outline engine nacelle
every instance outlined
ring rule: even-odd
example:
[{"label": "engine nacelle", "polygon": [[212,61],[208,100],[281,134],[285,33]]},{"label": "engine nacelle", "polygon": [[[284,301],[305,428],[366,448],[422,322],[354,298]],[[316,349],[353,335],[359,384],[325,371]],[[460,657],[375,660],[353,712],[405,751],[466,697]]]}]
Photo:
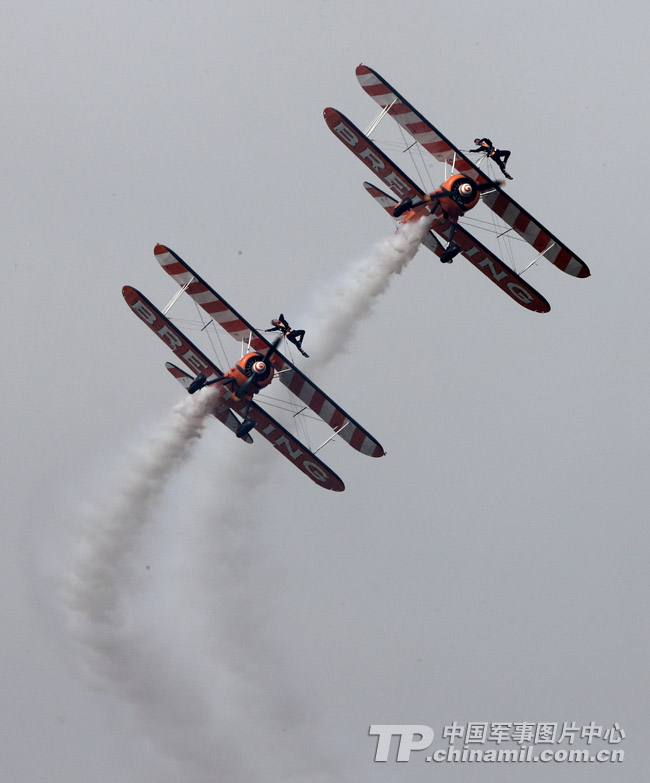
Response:
[{"label": "engine nacelle", "polygon": [[431,195],[440,200],[443,212],[450,218],[458,219],[478,204],[481,193],[471,177],[454,174]]},{"label": "engine nacelle", "polygon": [[[266,361],[261,353],[253,351],[242,356],[226,377],[233,378],[239,388],[245,386],[246,395],[252,396],[271,383],[274,373],[270,360]],[[239,396],[237,391],[233,392],[235,397]]]}]

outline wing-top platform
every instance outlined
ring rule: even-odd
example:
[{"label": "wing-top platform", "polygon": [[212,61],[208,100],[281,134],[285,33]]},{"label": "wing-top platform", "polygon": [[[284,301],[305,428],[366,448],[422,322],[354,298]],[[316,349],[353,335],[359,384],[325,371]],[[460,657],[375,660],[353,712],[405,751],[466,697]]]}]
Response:
[{"label": "wing-top platform", "polygon": [[[255,351],[265,352],[271,346],[269,340],[253,328],[173,250],[158,244],[154,248],[154,255],[167,274],[235,340],[250,343],[251,349]],[[280,351],[276,350],[272,362],[280,381],[320,416],[339,438],[370,457],[381,457],[385,454],[382,446],[367,430],[312,383]]]},{"label": "wing-top platform", "polygon": [[[361,64],[356,69],[356,75],[363,90],[436,160],[452,166],[479,183],[491,181],[377,71]],[[484,194],[482,200],[504,223],[558,269],[572,277],[590,276],[591,272],[584,261],[500,187],[496,186],[494,191]]]}]

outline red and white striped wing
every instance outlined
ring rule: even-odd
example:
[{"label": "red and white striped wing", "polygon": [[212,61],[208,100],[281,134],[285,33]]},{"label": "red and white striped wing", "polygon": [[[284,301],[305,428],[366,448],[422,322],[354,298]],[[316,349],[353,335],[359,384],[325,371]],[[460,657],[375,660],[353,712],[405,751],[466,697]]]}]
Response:
[{"label": "red and white striped wing", "polygon": [[[186,292],[219,323],[235,340],[250,339],[254,351],[265,351],[271,343],[256,331],[236,310],[212,289],[183,259],[165,245],[154,248],[156,259],[163,269],[182,287],[189,283]],[[352,448],[371,457],[381,457],[384,449],[360,424],[340,408],[325,392],[313,384],[306,375],[277,351],[272,358],[278,370],[280,382],[299,397]]]},{"label": "red and white striped wing", "polygon": [[379,147],[370,141],[347,117],[331,107],[325,109],[323,116],[332,133],[351,149],[357,158],[365,163],[373,174],[376,174],[398,198],[422,198],[424,196],[424,191],[390,158],[386,157]]},{"label": "red and white striped wing", "polygon": [[[395,208],[397,201],[395,201],[392,196],[389,196],[388,193],[384,193],[380,188],[376,188],[370,182],[364,182],[363,187],[366,189],[366,193],[368,193],[369,196],[372,196],[377,204],[379,204],[396,223],[399,224],[401,222],[399,218],[393,217],[393,209]],[[427,232],[427,235],[422,240],[422,244],[437,256],[441,256],[445,252],[445,248],[438,242],[431,231]]]},{"label": "red and white striped wing", "polygon": [[345,484],[336,473],[272,416],[269,416],[263,408],[253,402],[248,415],[256,423],[253,432],[266,438],[276,451],[309,476],[315,484],[323,489],[343,492]]},{"label": "red and white striped wing", "polygon": [[[504,223],[511,226],[529,245],[544,253],[544,258],[553,266],[573,277],[589,277],[591,272],[584,261],[578,258],[560,240],[538,223],[530,212],[507,196],[500,188],[482,197],[484,204],[497,214]],[[547,250],[548,248],[548,250]]]},{"label": "red and white striped wing", "polygon": [[158,335],[160,339],[176,354],[176,356],[190,368],[193,375],[203,373],[207,380],[218,378],[223,373],[214,362],[197,348],[174,324],[166,318],[144,294],[125,285],[122,288],[122,296],[128,306],[140,318],[141,321]]},{"label": "red and white striped wing", "polygon": [[357,67],[357,79],[366,93],[382,109],[388,107],[388,114],[405,131],[411,134],[436,160],[453,166],[457,171],[468,174],[477,182],[489,181],[483,172],[469,158],[455,147],[449,139],[425,119],[413,106],[401,96],[384,78],[366,65]]},{"label": "red and white striped wing", "polygon": [[[376,71],[366,65],[359,65],[356,73],[364,91],[382,108],[390,106],[388,114],[437,160],[448,163],[477,182],[490,181],[469,158],[466,158]],[[522,206],[506,195],[501,188],[495,186],[495,190],[485,194],[482,201],[539,253],[550,248],[547,253],[544,253],[544,258],[558,269],[574,277],[589,277],[591,272],[584,261],[538,223]]]},{"label": "red and white striped wing", "polygon": [[[446,225],[445,229],[439,230],[436,224],[433,224],[433,230],[438,231],[446,239],[449,239],[450,227]],[[507,264],[488,250],[485,245],[473,237],[469,231],[462,226],[456,226],[454,242],[457,242],[462,250],[462,255],[473,264],[479,272],[491,280],[495,285],[508,294],[509,297],[518,302],[527,310],[535,313],[548,313],[551,309],[550,304],[544,297],[529,285],[523,278],[514,272]]]}]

__________

**GOAL**
Please report how many of the lines above contain the string "nacelle", treating uppercase and lowercase letters as different. Reply with the number alone.

**REPLY TO THE EXERCISE**
3